Purchaser represents, warrants and covenants to Seller as
follows:
3.1. Purchaser is, and on the Closing Date will be, a
corporation duly organized, validly existing and in good standing under the laws
of the State of Colorado.
3.2. The Board of Directors of Purchaser, pursuant to the
power and authority legally vested in it, has duly authorized the execution,
sealing and delivery of this Agreement by Purchaser and the transactions hereby
contemplated, and no action, confirmation or ratification by the stockholders of
Purchaser or by any other person, entity or governmental authority is required
in connection therewith. Purchaser has the power and authority to execute, seal
and deliver this Agreement, to consummate the transactions hereby contemplated
and to take all other actions required to be taken by it pursuant to the
provision, hereof. Purchaser has taken all actions required by law, its articles
of incorporation, its by-laws or otherwise to authorize the execution, sealing
and delivery of this Agreement. This Agreement is valid and binding upon
Purchaser in accordance with its terms. Neither the execution, sealing and
delivery of this Agreement nor the consummation of said transactions will
constitute any violation or breach of the articles of incorporation or the
by-laws of Purchaser, or any agreement, order, writ, injunction, decree, law,
rule or regulation applicable to Purchaser.
4. Further Agreements:
4.1. Seller's Agreement Not to Compete: The Parties hereby
acknowledge that Seller shall not establish a business telephone sales,
installation and/or services business in the same market as the Company operates
at the time of acquisition of the shares, directly or indirectly, for a period
of three (3) years from the date of this Agreement.
5. Conditions Precedent to Obligation and Duty of Purchaser to Acquire
the Property:
5.1 The obligation and duty of Purchaser to purchase the
Property from Seller as contemplated by this Agreement are subject to the
fulfillment and satisfaction on the Closing Date of each of the following
conditions precedent, any or all of which may be waived in writing in whole or
in part at or prior to the Closing Date by Purchaser:
5.1.1. All representations and warranties of the
Seller and the Company contained in this Agreement and expressly made at the
Closing Date shall be true and correct at the Closing Date, in all material
respects, and all of the other representations and warranties of Seller and the
Company contained in this Agreement shall be true and correct at the Closing
Date as though each of such representations and warranties was made at such
time.
5.1.2. Seller and the Company shall have performed
and complied in all material respects with all covenants and agreements on their
part required by this Agreement in
11
material respects to be performed or complied with prior to or at the Closing
Date.

**Exercise aim:**
Could you return the passage of the agreement excerpt word for word, starting at "Purchaser represents, warrants" and ending at "State of Colorado."? The lines after the agreement excerpt are a separate set of material.

**Records shown:**
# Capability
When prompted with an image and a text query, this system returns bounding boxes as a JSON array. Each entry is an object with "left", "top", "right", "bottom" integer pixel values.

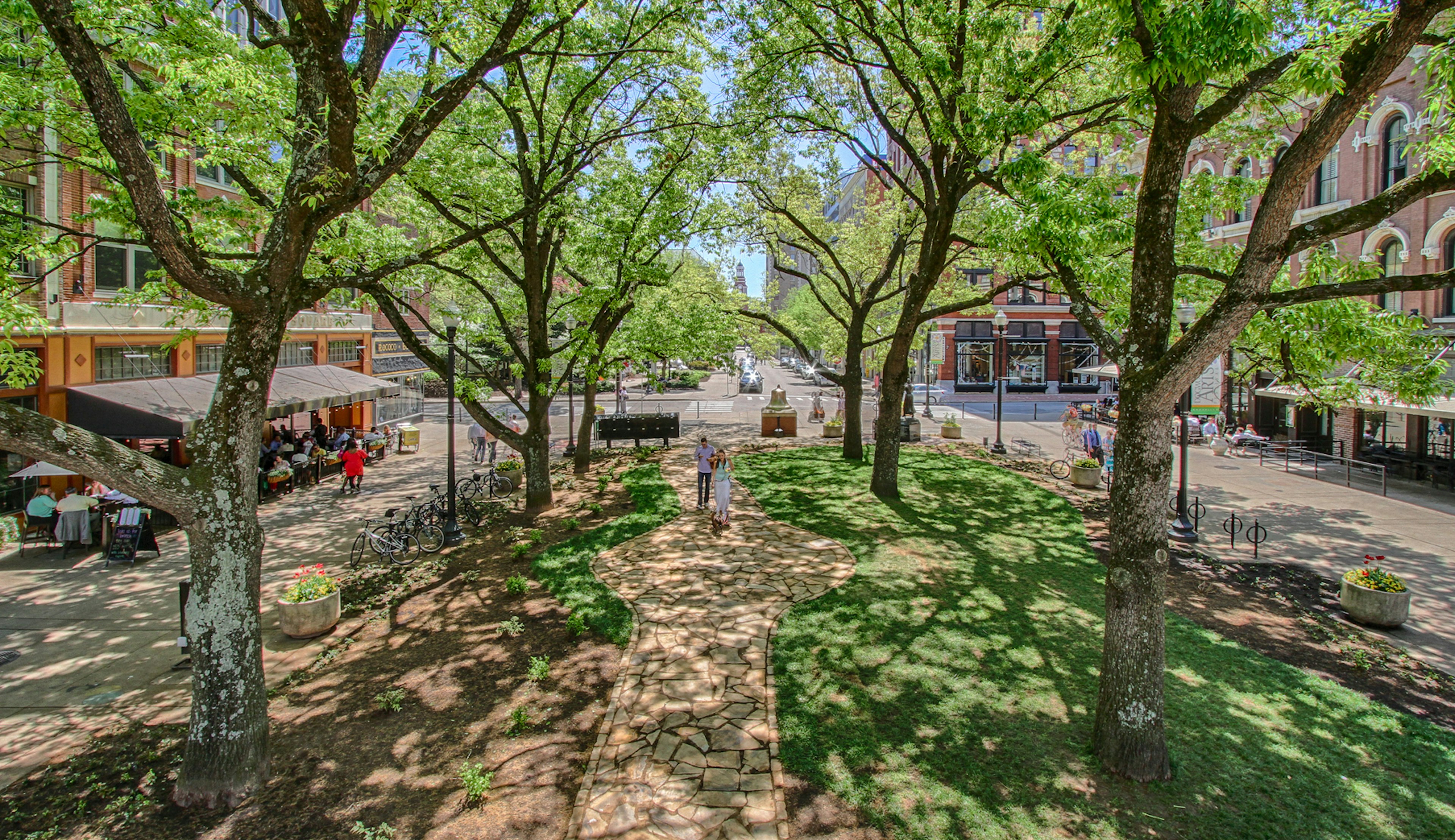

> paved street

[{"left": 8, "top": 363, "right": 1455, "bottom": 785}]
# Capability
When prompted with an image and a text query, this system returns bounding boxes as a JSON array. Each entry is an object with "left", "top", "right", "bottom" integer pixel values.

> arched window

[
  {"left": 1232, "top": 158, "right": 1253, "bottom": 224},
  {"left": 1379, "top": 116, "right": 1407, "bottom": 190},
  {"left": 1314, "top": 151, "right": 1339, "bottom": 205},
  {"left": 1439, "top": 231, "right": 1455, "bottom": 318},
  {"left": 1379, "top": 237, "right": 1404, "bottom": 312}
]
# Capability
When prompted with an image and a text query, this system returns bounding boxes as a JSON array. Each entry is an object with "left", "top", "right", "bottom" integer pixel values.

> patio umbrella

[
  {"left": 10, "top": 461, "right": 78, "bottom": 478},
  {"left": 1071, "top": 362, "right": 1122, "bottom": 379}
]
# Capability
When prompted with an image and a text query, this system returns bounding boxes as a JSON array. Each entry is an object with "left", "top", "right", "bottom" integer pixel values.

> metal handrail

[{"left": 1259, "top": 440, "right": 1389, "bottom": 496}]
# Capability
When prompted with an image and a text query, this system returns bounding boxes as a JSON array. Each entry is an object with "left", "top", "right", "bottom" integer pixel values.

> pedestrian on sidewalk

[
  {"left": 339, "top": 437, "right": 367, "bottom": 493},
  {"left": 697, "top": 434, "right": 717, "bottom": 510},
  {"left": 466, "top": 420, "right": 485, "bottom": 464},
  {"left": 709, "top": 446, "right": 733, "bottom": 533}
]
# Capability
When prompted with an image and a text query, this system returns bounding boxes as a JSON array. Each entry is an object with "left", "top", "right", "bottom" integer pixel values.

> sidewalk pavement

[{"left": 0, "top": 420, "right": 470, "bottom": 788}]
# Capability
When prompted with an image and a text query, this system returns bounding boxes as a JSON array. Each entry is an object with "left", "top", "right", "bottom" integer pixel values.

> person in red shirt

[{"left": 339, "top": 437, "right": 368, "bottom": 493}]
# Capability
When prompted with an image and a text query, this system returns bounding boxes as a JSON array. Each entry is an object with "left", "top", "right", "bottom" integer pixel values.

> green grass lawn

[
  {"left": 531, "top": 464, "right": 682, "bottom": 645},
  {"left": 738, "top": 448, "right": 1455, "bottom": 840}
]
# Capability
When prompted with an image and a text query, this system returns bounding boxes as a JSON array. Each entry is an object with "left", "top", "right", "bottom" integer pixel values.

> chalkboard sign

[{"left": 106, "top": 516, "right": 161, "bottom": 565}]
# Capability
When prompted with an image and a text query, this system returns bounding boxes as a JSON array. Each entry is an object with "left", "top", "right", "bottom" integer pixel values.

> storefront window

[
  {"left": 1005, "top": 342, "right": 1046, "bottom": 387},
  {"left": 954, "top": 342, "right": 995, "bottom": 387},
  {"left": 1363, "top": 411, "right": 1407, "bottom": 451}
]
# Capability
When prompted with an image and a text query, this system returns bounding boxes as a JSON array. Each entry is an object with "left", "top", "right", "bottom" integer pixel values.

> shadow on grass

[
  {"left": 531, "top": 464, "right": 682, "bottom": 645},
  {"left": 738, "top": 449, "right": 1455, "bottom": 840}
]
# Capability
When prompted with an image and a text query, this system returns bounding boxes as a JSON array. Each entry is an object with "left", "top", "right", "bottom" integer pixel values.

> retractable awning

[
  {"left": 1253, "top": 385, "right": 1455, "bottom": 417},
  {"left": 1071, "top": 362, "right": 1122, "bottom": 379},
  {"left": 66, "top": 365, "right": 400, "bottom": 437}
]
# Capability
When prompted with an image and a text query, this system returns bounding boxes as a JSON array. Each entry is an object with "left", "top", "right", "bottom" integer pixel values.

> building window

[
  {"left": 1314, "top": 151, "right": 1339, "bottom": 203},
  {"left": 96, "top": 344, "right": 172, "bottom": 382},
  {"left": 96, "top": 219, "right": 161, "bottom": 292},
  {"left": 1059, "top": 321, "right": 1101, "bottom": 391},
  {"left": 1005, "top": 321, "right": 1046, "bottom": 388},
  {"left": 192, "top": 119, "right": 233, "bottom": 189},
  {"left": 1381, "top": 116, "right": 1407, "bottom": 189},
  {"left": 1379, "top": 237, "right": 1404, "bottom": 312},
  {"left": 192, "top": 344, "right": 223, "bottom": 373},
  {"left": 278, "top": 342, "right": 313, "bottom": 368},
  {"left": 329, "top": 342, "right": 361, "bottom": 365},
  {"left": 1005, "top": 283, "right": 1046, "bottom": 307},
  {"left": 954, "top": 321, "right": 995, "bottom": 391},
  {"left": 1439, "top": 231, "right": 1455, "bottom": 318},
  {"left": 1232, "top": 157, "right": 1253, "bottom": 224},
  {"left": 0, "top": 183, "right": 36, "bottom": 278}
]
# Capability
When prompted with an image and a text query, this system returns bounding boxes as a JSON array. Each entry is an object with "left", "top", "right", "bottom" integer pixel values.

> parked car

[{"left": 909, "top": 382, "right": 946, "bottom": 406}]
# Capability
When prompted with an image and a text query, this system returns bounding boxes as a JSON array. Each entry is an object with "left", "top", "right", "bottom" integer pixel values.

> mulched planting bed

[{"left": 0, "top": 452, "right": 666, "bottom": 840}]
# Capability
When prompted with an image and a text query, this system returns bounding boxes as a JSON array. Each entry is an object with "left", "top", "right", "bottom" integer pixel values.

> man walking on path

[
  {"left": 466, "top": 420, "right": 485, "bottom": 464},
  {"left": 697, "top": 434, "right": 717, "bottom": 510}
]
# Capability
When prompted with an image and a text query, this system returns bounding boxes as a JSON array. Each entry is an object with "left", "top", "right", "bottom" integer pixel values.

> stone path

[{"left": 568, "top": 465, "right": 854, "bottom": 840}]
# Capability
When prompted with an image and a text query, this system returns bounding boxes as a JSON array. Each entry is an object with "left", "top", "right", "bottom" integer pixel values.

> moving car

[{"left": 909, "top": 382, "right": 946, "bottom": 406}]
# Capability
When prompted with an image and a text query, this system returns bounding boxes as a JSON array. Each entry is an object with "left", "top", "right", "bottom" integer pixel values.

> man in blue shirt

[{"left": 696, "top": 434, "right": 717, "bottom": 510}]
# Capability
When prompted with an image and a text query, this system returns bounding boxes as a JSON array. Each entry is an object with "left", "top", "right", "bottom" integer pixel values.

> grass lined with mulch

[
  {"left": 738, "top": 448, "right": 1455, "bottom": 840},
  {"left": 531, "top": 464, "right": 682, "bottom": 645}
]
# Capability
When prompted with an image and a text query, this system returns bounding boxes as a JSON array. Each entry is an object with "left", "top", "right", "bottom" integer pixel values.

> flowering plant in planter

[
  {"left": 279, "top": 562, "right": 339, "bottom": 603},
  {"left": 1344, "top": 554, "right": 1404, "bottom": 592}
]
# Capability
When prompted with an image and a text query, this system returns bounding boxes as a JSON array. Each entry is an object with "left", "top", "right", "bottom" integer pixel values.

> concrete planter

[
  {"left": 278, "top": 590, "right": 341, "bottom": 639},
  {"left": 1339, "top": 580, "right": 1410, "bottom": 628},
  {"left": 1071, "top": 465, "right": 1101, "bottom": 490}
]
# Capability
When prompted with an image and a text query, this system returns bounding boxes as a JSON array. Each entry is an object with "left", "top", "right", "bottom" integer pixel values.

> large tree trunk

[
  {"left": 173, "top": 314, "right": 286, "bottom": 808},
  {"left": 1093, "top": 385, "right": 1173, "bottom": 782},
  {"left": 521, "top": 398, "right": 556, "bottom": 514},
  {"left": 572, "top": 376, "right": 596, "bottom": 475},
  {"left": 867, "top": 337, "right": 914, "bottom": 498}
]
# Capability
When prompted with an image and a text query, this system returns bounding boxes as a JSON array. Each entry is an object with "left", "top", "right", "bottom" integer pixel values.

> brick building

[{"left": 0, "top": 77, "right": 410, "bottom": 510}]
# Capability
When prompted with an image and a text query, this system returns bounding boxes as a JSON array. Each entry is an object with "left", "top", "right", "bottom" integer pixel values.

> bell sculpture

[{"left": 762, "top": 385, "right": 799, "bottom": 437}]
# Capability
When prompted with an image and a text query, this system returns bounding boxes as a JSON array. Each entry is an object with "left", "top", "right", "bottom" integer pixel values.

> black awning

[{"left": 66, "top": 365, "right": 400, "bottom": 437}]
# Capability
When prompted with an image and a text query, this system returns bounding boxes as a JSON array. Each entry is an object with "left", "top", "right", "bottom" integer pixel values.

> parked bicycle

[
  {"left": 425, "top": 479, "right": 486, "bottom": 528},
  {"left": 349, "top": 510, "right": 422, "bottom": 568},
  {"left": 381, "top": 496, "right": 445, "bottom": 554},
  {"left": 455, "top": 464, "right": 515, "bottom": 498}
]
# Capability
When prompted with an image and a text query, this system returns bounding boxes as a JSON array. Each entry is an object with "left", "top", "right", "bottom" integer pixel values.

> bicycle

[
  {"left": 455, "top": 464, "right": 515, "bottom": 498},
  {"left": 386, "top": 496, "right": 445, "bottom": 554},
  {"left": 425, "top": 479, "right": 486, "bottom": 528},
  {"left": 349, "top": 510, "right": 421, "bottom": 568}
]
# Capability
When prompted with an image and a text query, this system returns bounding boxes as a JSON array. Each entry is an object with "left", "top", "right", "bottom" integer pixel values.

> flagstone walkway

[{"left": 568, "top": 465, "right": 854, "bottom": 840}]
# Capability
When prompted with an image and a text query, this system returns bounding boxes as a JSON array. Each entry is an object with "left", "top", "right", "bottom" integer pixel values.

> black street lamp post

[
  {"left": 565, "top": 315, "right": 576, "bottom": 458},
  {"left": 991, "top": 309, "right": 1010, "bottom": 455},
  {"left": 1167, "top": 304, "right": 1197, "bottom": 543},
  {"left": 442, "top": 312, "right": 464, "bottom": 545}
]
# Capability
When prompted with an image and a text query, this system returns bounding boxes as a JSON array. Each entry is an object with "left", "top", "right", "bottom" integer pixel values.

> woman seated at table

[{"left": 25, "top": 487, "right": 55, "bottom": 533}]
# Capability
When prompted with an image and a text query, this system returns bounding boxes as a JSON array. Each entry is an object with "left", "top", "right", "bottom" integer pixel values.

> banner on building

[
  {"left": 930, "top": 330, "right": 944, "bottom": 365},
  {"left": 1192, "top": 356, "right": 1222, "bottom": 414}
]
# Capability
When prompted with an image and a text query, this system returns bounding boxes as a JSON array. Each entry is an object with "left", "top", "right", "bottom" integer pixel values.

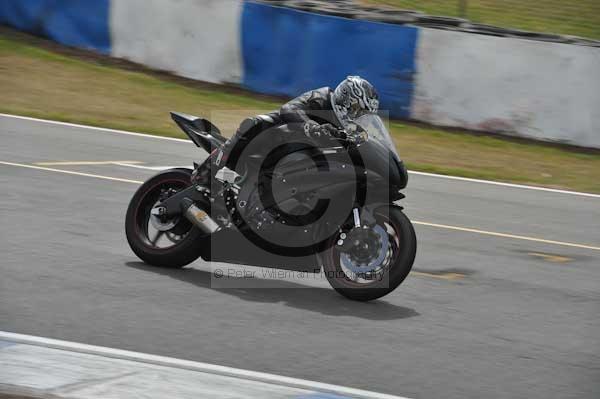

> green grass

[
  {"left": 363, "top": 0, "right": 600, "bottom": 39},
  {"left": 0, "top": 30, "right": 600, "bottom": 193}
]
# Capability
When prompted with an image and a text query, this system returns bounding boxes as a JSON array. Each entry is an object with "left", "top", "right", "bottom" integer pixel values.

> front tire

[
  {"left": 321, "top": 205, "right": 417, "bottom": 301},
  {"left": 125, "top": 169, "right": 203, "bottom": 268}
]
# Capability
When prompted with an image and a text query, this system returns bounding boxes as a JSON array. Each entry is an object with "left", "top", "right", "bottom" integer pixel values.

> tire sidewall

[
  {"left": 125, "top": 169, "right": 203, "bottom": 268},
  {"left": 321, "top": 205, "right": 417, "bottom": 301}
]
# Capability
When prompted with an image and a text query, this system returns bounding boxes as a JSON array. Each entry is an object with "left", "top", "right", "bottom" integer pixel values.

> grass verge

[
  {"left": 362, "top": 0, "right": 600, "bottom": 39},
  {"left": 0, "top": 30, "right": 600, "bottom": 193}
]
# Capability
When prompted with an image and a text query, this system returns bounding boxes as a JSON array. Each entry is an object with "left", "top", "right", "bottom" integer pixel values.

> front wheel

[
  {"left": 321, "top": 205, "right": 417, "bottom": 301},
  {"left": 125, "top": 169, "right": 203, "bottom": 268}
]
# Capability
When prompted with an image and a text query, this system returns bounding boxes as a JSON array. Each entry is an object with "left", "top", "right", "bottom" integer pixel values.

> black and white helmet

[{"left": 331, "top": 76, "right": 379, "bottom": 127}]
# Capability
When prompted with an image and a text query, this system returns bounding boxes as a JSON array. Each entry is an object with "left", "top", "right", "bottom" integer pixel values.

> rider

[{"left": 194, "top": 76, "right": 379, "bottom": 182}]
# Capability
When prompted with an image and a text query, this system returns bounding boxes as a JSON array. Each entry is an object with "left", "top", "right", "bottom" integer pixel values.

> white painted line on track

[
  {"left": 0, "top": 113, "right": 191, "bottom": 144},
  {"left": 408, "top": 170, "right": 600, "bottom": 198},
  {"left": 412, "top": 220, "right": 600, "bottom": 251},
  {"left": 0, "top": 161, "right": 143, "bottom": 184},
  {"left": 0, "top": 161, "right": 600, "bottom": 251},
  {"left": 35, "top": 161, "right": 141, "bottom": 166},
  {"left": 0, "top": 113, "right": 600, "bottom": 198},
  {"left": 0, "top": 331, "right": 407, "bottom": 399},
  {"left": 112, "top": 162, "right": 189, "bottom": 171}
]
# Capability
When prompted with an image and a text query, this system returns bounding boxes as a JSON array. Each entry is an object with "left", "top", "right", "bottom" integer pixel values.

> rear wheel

**Written response:**
Purchaser represents, warrants and covenants to Seller as
follows:
3.1. Purchaser is, and on the Closing Date will be, a
corporation duly organized, validly existing and in good standing under the laws
of the State of Colorado.